CONSIGNE DE TRAVAIL 1 | Recopiez sans rien changer le passage du récit sur la dépendance qui commence aux mots « Il ouvrait les » et s'arrête après « là pour l’aider. ».
CONSIGNE DE TRAVAIL 2 | Indiquez si chaque affirmation concorde avec le récit sur la dépendance en répondant par oui ou par non, avec les mots décisifs du texte cités exactement. (a) Il faisait ses courses en magasin. (b) Il a vécu ainsi pendant cinq ans. (c) Un médecin l'a accompagné pour arrêter.

TEXTE ÉTUDIÉ |
Il ne sortait presque plus. La drogue, il la commandait sur Internet. En quelques clics, tout était réglé. Quelques jours plus tard, le facteur déposait un petit colis discret. Comme une livraison banale, sauf que ce paquet contenait son poison.
Il ouvrait les enveloppes avec fébrilité, préparait ses seringues avec des gestes mécaniques. Le shoot lui donnait une chaleur fulgurante, une illusion de toute-puissance. Puis venaient la descente, le vide, le besoin de recommencer.
Pendant cinq ans, il a vécu ainsi, enfermé entre quatre murs. Même les courses, il les faisait en ligne. Son frigo était rempli par des livreurs qu’il croisait à peine.
Les hommes défilaient. Certains étaient des réguliers, d’autres des ombres de passage. Ils entraient, consommaient, restaient un moment, puis repartaient. Et lui restait seul. Toujours seul.
En septembre 2023, il a fixé une seringue posée sur sa table. Elle brillait comme une arme prête à tirer. « Si je continue, je meurs », a-t-il pensé. Alors il a fait sa dernière injection.
Sans médecin. Sans cure. Sans soutien. Parce que personne n’était là pour l’aider.

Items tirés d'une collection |
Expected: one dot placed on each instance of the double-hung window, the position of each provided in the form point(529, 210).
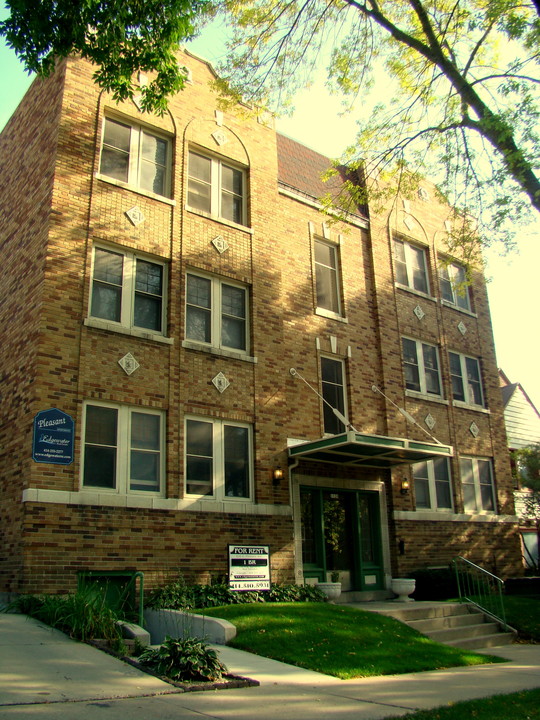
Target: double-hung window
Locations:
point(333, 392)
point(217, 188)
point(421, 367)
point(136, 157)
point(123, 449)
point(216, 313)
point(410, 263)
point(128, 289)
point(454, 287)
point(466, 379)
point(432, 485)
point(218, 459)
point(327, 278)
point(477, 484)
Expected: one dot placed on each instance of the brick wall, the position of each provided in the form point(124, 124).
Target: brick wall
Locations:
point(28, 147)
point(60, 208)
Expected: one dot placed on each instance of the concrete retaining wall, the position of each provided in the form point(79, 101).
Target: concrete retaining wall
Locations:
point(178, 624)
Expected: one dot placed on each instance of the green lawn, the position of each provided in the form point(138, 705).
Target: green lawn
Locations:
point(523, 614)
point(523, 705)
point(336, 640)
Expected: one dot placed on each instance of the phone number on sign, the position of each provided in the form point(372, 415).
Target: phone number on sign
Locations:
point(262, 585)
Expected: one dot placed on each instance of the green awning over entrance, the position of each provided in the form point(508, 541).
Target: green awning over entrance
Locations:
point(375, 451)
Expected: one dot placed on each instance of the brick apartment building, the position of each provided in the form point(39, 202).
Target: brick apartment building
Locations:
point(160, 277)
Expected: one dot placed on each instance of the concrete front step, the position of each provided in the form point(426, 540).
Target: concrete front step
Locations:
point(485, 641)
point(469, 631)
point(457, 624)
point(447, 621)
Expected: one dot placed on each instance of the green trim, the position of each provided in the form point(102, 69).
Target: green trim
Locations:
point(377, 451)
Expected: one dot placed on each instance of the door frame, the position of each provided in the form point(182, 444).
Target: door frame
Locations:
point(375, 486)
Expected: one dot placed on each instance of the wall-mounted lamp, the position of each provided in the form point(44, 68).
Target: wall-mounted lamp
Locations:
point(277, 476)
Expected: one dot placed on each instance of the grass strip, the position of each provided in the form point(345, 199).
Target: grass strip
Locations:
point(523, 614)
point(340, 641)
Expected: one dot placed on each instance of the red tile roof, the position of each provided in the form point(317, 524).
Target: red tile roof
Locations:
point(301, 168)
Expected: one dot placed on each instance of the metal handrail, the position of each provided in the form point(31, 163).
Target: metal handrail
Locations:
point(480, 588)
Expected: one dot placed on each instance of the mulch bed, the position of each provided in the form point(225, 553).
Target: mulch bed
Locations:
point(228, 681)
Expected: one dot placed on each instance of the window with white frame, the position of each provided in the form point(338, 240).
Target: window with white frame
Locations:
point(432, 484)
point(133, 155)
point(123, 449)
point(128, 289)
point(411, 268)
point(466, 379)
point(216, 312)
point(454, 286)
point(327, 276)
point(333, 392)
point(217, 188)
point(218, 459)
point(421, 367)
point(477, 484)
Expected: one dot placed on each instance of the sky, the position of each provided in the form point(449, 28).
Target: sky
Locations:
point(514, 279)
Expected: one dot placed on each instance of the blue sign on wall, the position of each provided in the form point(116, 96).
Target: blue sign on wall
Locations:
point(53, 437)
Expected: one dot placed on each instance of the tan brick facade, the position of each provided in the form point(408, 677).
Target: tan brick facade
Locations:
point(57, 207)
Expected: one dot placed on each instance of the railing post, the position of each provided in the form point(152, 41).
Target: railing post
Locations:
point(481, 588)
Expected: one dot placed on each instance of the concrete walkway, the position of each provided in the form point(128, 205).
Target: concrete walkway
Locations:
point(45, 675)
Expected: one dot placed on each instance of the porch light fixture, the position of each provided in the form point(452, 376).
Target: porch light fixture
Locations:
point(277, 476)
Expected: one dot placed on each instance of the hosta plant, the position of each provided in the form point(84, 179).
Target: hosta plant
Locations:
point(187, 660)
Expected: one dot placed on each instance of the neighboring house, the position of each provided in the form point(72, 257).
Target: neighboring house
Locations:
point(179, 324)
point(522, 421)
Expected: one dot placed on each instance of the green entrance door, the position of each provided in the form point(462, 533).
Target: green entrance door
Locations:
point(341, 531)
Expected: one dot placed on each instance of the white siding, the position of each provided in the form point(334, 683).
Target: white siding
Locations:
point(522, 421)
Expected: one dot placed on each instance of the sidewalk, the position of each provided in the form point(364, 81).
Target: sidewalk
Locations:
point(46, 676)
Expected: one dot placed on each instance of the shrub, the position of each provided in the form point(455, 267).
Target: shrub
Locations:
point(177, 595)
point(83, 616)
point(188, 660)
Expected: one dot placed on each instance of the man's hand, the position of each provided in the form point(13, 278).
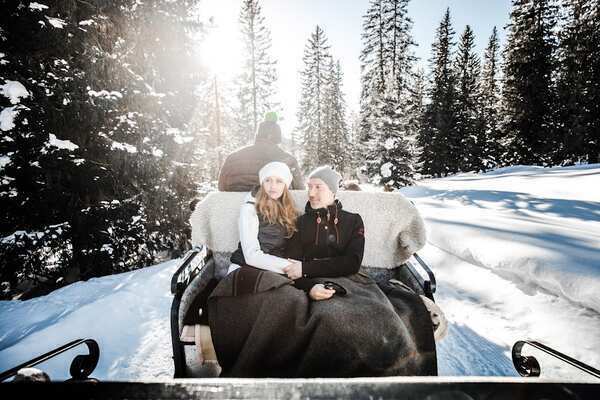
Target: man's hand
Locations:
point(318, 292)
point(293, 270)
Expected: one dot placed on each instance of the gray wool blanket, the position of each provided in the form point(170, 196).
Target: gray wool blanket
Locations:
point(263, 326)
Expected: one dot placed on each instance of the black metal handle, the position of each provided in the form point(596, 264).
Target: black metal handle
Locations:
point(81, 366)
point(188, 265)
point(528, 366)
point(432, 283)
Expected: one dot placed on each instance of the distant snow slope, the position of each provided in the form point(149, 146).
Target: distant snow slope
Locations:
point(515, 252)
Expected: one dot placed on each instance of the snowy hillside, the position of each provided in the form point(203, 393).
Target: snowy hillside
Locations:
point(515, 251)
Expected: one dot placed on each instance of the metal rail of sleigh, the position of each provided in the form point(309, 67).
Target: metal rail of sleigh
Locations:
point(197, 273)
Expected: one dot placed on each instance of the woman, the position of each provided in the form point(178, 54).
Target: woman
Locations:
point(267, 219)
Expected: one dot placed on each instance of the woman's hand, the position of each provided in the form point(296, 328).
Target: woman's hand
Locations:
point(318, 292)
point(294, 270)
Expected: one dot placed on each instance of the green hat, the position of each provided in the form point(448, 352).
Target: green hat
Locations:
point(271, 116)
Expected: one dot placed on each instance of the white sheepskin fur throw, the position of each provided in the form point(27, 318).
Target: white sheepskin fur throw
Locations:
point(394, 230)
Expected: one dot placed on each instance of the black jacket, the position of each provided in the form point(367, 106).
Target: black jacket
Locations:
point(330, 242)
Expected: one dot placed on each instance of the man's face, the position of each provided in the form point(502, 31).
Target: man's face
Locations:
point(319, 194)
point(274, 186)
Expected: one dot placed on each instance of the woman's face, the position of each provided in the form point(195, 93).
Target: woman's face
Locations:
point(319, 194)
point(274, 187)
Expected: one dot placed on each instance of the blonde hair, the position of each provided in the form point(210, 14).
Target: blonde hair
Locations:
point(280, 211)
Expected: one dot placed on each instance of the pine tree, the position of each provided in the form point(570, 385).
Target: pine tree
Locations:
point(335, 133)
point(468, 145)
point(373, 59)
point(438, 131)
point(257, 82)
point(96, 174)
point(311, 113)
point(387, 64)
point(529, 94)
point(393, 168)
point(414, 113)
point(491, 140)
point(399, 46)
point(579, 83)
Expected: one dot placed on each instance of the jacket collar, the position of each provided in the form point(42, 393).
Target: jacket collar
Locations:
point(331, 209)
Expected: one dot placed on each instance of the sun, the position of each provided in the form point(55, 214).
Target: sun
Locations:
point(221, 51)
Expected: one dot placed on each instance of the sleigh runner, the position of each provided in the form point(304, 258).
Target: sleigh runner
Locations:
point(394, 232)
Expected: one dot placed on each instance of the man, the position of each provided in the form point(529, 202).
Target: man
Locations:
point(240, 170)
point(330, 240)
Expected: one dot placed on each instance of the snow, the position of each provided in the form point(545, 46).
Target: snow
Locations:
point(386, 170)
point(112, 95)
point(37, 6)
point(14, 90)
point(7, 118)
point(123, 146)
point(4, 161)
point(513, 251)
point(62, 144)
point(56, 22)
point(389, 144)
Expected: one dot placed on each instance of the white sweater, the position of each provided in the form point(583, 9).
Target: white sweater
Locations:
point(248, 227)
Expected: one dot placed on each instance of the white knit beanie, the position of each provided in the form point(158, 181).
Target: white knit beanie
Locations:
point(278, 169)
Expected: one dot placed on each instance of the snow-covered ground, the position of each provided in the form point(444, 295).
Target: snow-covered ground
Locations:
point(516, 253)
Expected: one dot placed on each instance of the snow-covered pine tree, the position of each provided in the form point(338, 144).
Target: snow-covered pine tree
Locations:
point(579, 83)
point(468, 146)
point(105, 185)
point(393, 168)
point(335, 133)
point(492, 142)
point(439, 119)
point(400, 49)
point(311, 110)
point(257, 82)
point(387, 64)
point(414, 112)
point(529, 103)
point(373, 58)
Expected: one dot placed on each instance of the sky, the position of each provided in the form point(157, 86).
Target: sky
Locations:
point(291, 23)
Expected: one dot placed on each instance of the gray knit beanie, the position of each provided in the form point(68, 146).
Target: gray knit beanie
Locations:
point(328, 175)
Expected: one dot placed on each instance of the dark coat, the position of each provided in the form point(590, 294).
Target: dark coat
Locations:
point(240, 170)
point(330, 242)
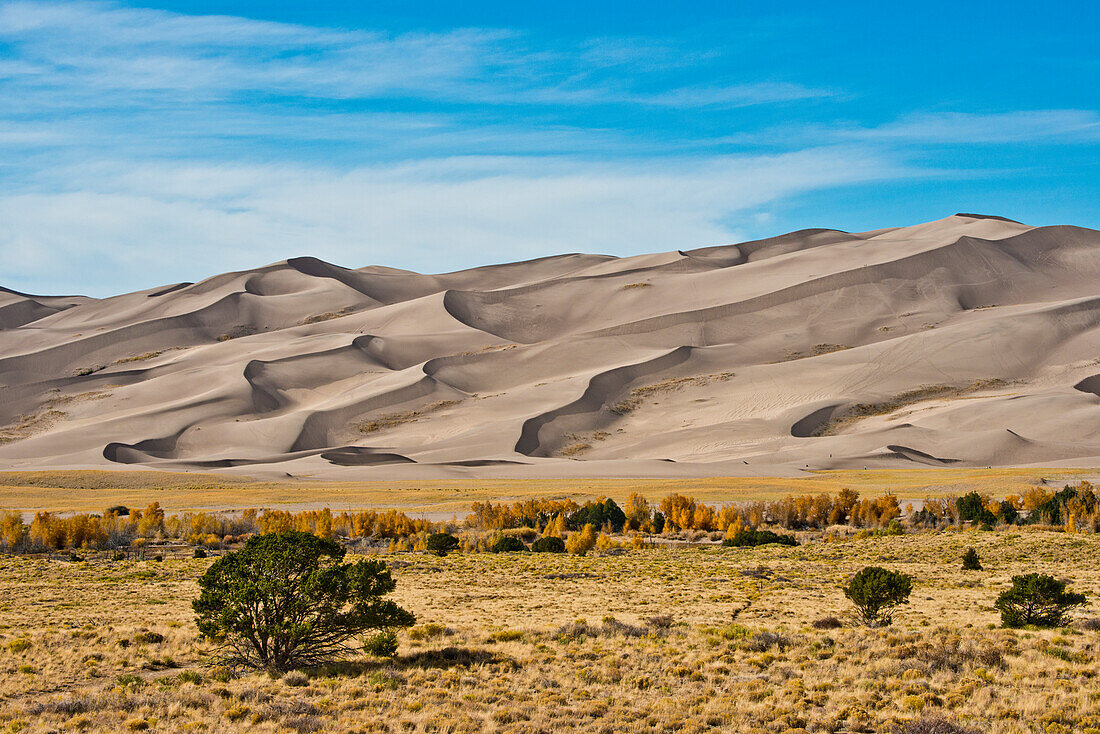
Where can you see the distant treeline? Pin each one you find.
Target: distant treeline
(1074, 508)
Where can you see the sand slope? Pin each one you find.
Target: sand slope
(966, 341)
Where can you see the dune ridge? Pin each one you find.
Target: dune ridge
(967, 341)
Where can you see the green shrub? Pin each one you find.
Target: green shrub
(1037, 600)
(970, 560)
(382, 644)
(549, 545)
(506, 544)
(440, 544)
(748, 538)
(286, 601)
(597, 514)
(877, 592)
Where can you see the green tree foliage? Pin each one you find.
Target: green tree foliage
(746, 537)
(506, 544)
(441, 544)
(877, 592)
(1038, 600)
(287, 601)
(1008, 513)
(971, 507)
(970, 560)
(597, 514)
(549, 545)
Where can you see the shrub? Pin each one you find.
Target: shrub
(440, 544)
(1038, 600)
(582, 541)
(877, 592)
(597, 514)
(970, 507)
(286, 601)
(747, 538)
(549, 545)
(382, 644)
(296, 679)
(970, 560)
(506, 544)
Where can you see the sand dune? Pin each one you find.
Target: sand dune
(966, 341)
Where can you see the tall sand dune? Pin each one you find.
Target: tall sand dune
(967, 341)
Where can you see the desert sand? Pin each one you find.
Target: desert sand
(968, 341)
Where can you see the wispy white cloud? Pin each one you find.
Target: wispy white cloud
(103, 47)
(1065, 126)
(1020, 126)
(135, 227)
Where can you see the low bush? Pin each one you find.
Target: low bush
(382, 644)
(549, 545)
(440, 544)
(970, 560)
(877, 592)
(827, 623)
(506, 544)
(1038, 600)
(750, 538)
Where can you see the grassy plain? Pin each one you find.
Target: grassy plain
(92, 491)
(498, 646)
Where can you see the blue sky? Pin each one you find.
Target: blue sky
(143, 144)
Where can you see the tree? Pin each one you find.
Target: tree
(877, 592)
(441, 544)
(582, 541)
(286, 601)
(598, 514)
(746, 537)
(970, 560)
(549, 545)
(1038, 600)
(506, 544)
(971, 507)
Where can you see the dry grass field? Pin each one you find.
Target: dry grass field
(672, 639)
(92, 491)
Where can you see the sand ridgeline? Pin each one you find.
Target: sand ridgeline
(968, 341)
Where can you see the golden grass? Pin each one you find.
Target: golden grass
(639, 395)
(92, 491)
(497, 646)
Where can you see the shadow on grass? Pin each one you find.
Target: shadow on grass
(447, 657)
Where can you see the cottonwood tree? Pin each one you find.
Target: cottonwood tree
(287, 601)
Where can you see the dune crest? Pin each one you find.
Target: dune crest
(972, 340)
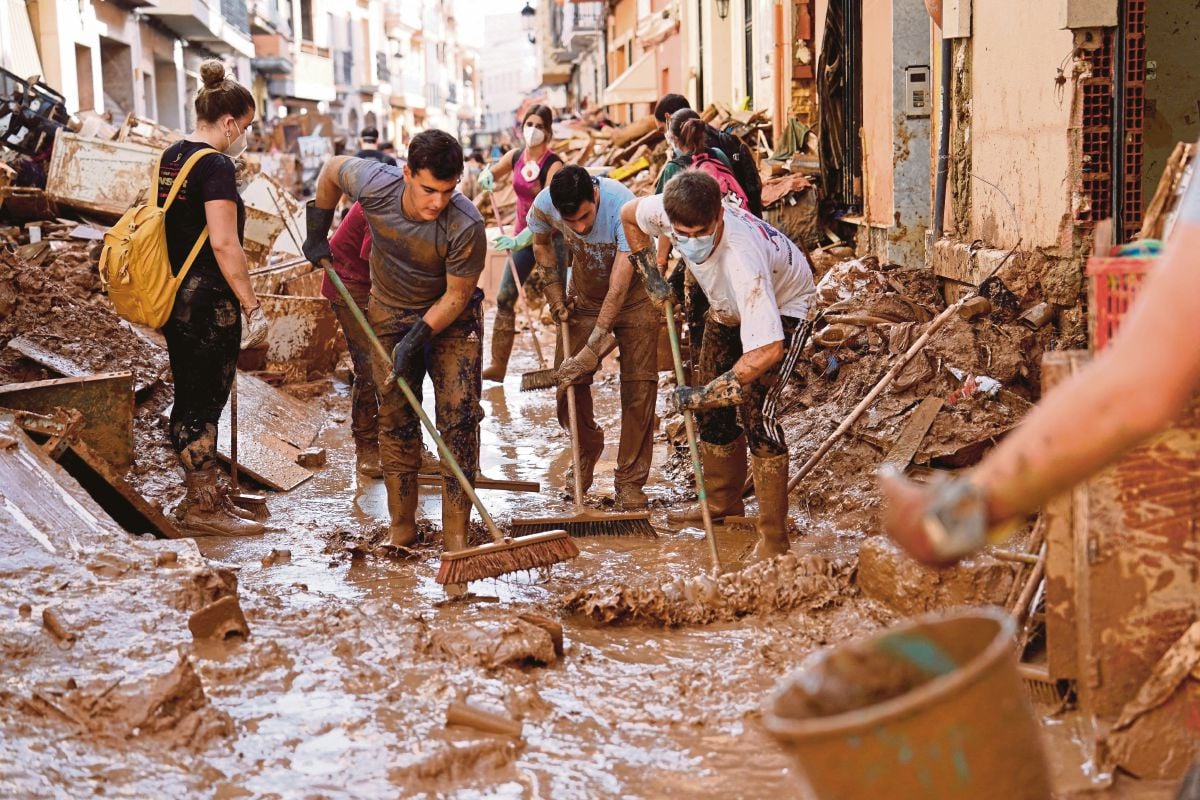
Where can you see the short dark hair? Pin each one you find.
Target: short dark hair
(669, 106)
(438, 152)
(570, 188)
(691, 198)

RÉPONSE RÉDIGÉE 1 |
Il ouvrait les enveloppes avec fébrilité, préparait ses seringues avec des gestes mécaniques. Le shoot lui donnait une chaleur fulgurante, une illusion de toute-puissance. Puis venaient la descente, le vide, le besoin de recommencer.
Pendant cinq ans, il a vécu ainsi, enfermé entre quatre murs. Même les courses, il les faisait en ligne. Son frigo était rempli par des livreurs qu’il croisait à peine.
Les hommes défilaient. Certains étaient des réguliers, d’autres des ombres de passage. Ils entraient, consommaient, restaient un moment, puis repartaient. Et lui restait seul. Toujours seul.
En septembre 2023, il a fixé une seringue posée sur sa table. Elle brillait comme une arme prête à tirer. « Si je continue, je meurs », a-t-il pensé. Alors il a fait sa dernière injection.
Sans médecin. Sans cure. Sans soutien. Parce que personne n’était là pour l’aider.

RÉPONSE RÉDIGÉE 2 |
(a) Non : « Même les courses, il les faisait en ligne. »
(b) Oui : « Pendant cinq ans, il a vécu ainsi, enfermé entre quatre murs. »
(c) Non : « Sans médecin. »